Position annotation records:
▼

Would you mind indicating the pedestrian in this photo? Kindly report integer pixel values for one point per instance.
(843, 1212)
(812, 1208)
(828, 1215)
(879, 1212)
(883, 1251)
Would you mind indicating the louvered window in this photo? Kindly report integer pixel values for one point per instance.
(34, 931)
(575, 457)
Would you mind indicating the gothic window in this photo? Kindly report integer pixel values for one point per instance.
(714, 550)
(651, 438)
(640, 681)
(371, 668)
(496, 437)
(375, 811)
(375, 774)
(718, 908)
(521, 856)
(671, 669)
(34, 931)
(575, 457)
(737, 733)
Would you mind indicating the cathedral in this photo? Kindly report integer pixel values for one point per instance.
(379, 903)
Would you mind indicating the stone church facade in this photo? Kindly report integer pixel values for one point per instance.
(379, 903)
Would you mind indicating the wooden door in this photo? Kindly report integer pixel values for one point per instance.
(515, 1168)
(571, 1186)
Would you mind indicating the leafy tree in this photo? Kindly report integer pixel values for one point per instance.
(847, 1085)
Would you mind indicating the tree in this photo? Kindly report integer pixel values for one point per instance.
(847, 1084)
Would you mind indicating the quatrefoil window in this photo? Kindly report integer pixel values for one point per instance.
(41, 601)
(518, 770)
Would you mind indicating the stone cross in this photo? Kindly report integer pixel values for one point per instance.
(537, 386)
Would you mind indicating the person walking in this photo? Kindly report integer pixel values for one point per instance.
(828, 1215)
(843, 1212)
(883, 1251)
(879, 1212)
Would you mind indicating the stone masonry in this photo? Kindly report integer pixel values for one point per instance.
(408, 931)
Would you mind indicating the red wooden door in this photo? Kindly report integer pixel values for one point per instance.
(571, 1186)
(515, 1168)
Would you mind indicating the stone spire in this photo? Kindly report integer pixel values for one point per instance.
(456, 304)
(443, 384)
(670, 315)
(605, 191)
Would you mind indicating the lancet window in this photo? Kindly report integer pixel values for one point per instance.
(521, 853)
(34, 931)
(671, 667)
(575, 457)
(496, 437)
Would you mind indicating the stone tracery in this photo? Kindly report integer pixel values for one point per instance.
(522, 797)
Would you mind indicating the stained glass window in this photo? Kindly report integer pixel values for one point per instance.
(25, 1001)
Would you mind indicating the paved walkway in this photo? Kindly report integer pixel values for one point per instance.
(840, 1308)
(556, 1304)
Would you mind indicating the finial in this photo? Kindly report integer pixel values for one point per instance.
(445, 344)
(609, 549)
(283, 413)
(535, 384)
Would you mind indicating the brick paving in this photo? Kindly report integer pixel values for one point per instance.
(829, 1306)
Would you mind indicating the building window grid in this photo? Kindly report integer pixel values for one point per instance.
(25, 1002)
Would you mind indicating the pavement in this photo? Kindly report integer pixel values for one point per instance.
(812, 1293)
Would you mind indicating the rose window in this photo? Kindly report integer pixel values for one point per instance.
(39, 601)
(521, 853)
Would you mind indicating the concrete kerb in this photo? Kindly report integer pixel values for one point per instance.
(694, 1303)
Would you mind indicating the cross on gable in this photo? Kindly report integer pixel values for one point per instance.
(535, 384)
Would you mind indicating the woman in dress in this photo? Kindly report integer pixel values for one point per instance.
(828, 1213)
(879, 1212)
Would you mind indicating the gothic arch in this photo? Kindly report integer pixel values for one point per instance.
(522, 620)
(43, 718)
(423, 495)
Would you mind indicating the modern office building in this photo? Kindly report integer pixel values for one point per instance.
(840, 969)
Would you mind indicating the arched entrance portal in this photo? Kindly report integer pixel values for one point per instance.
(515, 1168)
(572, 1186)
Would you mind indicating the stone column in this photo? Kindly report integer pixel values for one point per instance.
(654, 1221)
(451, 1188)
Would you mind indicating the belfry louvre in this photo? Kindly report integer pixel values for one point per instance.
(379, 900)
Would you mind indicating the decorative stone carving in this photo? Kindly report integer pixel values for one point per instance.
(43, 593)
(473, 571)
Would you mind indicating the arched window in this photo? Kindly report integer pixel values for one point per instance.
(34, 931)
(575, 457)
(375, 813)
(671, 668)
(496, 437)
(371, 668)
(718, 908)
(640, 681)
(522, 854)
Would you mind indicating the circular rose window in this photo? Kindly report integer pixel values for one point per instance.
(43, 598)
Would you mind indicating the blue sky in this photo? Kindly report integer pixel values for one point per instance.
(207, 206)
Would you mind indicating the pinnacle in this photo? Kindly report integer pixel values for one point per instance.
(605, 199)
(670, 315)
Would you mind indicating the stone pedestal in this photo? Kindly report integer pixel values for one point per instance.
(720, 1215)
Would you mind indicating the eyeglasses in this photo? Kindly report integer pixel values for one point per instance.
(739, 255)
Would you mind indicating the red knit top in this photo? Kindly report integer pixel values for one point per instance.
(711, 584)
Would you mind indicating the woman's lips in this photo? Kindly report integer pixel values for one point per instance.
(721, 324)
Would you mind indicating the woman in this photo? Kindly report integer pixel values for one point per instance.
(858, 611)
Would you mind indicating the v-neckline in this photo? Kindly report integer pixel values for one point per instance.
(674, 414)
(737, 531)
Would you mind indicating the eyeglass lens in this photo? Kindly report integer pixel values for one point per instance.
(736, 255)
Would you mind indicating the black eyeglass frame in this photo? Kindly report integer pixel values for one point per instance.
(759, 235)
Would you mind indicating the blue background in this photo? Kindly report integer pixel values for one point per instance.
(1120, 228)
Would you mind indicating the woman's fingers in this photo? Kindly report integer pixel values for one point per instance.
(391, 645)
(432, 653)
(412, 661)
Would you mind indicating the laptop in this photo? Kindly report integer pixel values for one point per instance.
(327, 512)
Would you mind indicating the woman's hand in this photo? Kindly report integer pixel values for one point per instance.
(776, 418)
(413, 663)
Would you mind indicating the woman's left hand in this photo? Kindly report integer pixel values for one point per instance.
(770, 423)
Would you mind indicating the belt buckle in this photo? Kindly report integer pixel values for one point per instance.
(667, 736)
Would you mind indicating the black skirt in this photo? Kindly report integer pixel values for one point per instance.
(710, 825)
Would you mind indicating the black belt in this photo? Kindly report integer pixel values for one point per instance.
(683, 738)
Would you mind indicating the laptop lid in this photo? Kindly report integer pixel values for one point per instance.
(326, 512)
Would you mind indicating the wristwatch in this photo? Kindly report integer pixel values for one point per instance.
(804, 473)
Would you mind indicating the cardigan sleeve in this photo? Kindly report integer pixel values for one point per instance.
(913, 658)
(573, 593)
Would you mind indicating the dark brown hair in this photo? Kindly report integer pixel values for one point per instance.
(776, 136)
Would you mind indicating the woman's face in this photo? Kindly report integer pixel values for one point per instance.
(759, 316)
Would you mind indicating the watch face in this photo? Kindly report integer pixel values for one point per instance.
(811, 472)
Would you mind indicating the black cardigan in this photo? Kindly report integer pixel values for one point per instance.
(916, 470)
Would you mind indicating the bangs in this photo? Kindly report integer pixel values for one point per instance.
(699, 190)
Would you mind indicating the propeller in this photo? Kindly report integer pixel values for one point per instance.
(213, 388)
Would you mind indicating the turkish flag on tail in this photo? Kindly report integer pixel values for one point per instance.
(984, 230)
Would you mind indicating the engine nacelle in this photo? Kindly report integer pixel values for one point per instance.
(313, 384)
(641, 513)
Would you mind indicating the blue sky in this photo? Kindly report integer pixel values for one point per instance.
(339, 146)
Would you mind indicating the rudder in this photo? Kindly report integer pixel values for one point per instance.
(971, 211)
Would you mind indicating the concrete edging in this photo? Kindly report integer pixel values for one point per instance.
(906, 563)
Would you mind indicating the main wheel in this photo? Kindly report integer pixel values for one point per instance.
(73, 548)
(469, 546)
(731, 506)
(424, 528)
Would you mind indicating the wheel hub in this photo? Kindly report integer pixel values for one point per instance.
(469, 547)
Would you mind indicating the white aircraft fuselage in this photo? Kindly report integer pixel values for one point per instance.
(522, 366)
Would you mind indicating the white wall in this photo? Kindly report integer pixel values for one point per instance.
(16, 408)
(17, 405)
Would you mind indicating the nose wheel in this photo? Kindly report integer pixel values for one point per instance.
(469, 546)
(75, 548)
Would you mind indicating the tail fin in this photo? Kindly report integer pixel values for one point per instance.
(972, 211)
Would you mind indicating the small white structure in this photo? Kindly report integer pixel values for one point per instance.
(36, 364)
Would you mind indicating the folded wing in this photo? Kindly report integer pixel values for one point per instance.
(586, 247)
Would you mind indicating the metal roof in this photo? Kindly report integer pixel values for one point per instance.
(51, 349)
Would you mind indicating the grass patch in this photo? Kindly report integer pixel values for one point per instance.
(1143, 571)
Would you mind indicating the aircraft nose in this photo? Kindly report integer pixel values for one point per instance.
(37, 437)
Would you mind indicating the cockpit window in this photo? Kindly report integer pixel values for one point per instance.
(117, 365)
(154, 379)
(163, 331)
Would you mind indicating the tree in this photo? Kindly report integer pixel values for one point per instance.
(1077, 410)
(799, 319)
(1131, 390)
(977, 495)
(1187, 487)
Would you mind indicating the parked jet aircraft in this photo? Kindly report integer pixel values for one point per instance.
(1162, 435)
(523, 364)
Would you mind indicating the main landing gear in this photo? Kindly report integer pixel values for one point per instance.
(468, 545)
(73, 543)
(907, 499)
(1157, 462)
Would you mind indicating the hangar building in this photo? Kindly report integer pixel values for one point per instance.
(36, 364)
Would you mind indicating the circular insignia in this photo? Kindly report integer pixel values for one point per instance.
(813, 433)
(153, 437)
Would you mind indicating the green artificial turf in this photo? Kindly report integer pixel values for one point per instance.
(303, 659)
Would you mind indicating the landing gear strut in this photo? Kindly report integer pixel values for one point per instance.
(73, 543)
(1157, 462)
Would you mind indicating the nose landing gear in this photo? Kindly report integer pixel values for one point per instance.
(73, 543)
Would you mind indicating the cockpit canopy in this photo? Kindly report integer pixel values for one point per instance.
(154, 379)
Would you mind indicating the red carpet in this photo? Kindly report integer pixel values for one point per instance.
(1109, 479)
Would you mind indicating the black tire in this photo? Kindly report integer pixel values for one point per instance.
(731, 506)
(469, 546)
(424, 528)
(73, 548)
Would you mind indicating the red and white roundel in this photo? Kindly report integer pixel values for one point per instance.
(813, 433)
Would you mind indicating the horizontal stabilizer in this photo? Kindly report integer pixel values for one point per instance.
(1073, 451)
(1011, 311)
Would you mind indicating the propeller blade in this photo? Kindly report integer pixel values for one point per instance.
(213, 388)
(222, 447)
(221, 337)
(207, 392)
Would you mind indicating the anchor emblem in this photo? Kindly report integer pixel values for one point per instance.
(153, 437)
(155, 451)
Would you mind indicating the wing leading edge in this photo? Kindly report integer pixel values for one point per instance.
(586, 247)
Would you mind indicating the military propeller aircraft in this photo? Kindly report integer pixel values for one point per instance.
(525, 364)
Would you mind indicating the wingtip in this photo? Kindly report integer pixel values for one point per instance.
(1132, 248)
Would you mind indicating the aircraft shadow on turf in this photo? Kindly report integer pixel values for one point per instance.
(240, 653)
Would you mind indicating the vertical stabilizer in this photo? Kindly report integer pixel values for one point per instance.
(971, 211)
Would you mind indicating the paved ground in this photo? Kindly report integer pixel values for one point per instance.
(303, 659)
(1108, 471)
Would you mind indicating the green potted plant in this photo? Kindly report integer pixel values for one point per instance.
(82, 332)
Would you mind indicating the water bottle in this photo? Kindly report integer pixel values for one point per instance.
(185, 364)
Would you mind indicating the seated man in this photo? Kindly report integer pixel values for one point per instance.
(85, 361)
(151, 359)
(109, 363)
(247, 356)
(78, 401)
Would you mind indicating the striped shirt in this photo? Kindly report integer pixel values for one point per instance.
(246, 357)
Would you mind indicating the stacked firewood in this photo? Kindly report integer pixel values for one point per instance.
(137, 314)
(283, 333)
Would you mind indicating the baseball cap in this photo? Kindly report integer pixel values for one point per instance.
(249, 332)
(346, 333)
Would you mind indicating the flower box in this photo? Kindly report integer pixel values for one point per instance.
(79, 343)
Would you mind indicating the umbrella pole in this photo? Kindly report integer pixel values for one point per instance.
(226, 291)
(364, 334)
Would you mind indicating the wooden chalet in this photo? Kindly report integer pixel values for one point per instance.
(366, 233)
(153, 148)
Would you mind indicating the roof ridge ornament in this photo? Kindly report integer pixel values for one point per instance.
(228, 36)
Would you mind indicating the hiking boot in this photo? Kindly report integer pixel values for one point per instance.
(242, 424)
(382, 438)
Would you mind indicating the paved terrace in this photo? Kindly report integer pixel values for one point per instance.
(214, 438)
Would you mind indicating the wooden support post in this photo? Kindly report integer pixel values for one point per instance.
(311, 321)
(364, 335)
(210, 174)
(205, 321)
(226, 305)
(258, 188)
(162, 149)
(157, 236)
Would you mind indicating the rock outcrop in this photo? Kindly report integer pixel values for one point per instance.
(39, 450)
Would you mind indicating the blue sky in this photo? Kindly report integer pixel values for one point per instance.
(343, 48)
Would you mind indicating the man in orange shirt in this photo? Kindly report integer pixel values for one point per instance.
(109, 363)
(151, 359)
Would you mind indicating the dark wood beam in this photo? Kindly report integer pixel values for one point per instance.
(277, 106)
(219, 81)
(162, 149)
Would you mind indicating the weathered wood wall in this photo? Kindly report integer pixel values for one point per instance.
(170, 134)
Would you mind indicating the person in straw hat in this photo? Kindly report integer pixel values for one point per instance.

▲

**Aim of the exercise**
Express the records from the line that contains "Would you mind indicating the red wooden" through the line that contains "(556, 1304)", including both of those lines, as a CSV with the columns text and answer. Each text goes in one row with its full answer. Put each field in quotation marks, and turn any line breaks into spaces.

**Exercise result**
text,answer
"Would you mind indicating the red wooden door in this photo? Kindly report integer pixel values for one point per instance.","(571, 1186) (515, 1168)"
"Would you mind indicating the stone spire in this photo? Kindly report integer pixel values for one point per instance.","(456, 304) (443, 384) (670, 315) (605, 191)"
"Would you mind indicating the lancet window in this photo? Kindly report integer pixel values for one point per instance.","(521, 853) (34, 931) (671, 667) (575, 457) (496, 437)"
"Would you mind indicating the stone tracery in this photo? Kindly report integer pixel values for one point per instance.","(522, 797)"
"Would you mind indicating the stained glass window in this photo? Kindly report integer pixel values for one point per instance.","(25, 1001)"
"Would you mind indicating the paved walkway in this photo? Kindly report integer pixel values for one point per instance.","(840, 1308) (556, 1304)"